═════ Extracted records

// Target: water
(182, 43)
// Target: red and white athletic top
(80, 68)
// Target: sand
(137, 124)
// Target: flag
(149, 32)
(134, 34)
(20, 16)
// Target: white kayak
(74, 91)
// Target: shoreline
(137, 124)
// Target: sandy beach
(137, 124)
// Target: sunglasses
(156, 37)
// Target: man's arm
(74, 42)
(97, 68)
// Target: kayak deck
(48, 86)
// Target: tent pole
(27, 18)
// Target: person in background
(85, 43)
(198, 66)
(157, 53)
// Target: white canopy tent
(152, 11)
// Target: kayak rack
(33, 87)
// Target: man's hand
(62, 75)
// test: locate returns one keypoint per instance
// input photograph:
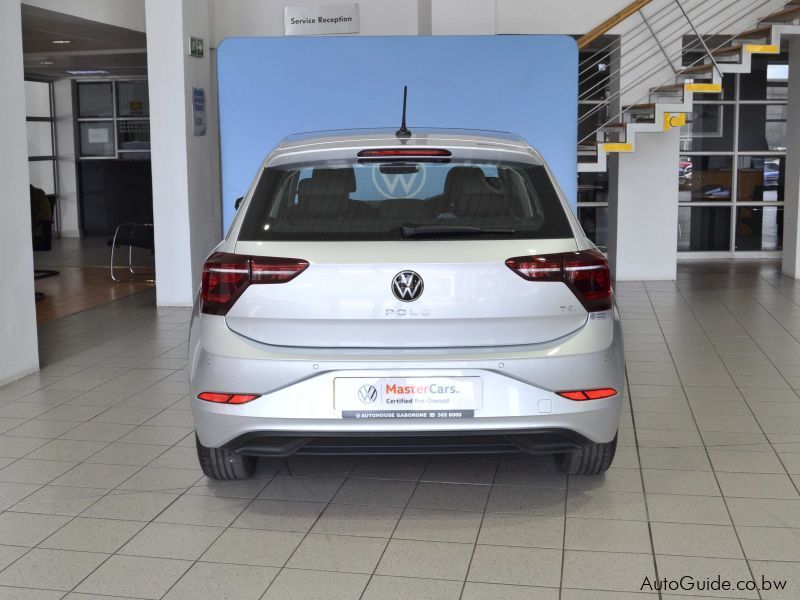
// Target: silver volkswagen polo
(396, 294)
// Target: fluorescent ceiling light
(89, 72)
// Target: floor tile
(253, 547)
(495, 591)
(169, 540)
(607, 535)
(278, 515)
(429, 560)
(209, 581)
(51, 569)
(606, 570)
(375, 492)
(295, 584)
(382, 587)
(302, 489)
(516, 566)
(438, 525)
(139, 577)
(683, 539)
(449, 496)
(351, 519)
(203, 510)
(24, 529)
(675, 508)
(534, 531)
(338, 553)
(137, 506)
(92, 535)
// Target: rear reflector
(226, 276)
(585, 272)
(227, 398)
(589, 394)
(390, 152)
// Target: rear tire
(591, 459)
(221, 463)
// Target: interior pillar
(186, 206)
(791, 213)
(643, 213)
(19, 353)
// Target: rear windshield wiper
(428, 231)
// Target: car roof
(387, 137)
(474, 142)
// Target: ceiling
(93, 46)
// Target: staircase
(668, 104)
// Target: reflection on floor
(84, 281)
(103, 496)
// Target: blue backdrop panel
(273, 87)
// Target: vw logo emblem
(407, 286)
(367, 394)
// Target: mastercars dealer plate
(407, 397)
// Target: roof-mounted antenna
(404, 132)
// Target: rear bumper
(297, 399)
(281, 444)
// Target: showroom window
(594, 91)
(732, 164)
(40, 123)
(113, 119)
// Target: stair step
(673, 87)
(704, 68)
(639, 107)
(757, 33)
(782, 16)
(727, 50)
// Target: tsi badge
(407, 286)
(367, 394)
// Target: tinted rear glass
(385, 200)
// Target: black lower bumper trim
(280, 444)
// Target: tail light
(227, 398)
(226, 276)
(589, 394)
(585, 272)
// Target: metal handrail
(683, 49)
(692, 44)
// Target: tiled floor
(103, 498)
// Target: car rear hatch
(346, 297)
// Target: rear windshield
(404, 200)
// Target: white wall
(463, 17)
(121, 13)
(19, 354)
(65, 151)
(238, 18)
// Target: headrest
(466, 180)
(330, 182)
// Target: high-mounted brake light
(227, 398)
(585, 272)
(589, 394)
(226, 276)
(390, 152)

══════════

Written exercise
Omitting all images, print the listing exactly.

Reply
// Target: water
(182, 43)
// Target: red and white athletic top
(80, 68)
// Target: sand
(137, 124)
// Target: flag
(149, 32)
(134, 34)
(20, 16)
// Target: white kayak
(74, 91)
// Target: shoreline
(137, 124)
// Target: sandy beach
(137, 124)
// Target: sunglasses
(156, 37)
// Target: man's arm
(74, 42)
(97, 68)
// Target: kayak deck
(48, 86)
// Target: tent pole
(27, 18)
// Target: person in background
(85, 43)
(198, 66)
(157, 53)
// Target: white canopy tent
(152, 11)
// Target: kayak rack
(33, 87)
// Target: man's hand
(62, 75)
// test: locate returns one keypoint per instance
// input photograph:
// Target: silver volkswagen polo
(396, 294)
// Target: fluorescent ceiling light
(89, 72)
// Target: floor tile
(253, 547)
(495, 591)
(169, 540)
(607, 535)
(278, 515)
(429, 560)
(209, 581)
(51, 569)
(606, 570)
(375, 492)
(295, 584)
(382, 587)
(302, 489)
(516, 566)
(438, 525)
(139, 577)
(683, 539)
(449, 496)
(351, 519)
(203, 510)
(24, 529)
(675, 508)
(534, 531)
(338, 553)
(137, 506)
(92, 535)
// Target: rear reflector
(226, 276)
(585, 272)
(227, 398)
(589, 394)
(390, 152)
// Target: rear tire
(591, 459)
(221, 463)
// Target: interior pillar
(186, 206)
(791, 213)
(643, 213)
(19, 353)
// Target: rear windshield wiper
(428, 231)
// Target: car roof
(387, 137)
(474, 142)
// Target: ceiling
(93, 46)
// Target: staircase
(668, 104)
// Target: reflection on floor
(84, 281)
(103, 496)
// Target: blue backdrop panel
(273, 87)
// Target: vw logo emblem
(407, 286)
(367, 394)
// Target: mastercars dealer plate
(407, 397)
// Target: roof-mounted antenna
(404, 132)
// Target: rear bumper
(297, 399)
(281, 444)
// Target: showroom window
(594, 91)
(732, 164)
(40, 123)
(113, 119)
// Target: stair step
(673, 87)
(704, 68)
(639, 107)
(757, 33)
(782, 16)
(727, 50)
// Target: tsi badge
(407, 286)
(367, 394)
// Target: tinted rear glass
(385, 200)
// Target: black lower bumper trim
(280, 444)
// Target: tail light
(227, 398)
(226, 276)
(589, 394)
(585, 272)
// Target: metal handrail
(683, 49)
(692, 44)
// Target: tiled floor
(103, 498)
// Target: car rear hatch
(346, 297)
// Target: rear windshield
(404, 200)
// Target: white wall
(463, 17)
(121, 13)
(19, 354)
(65, 151)
(238, 18)
// Target: headrest
(466, 180)
(330, 182)
// Target: high-mounted brake light
(227, 398)
(585, 272)
(589, 394)
(226, 276)
(390, 152)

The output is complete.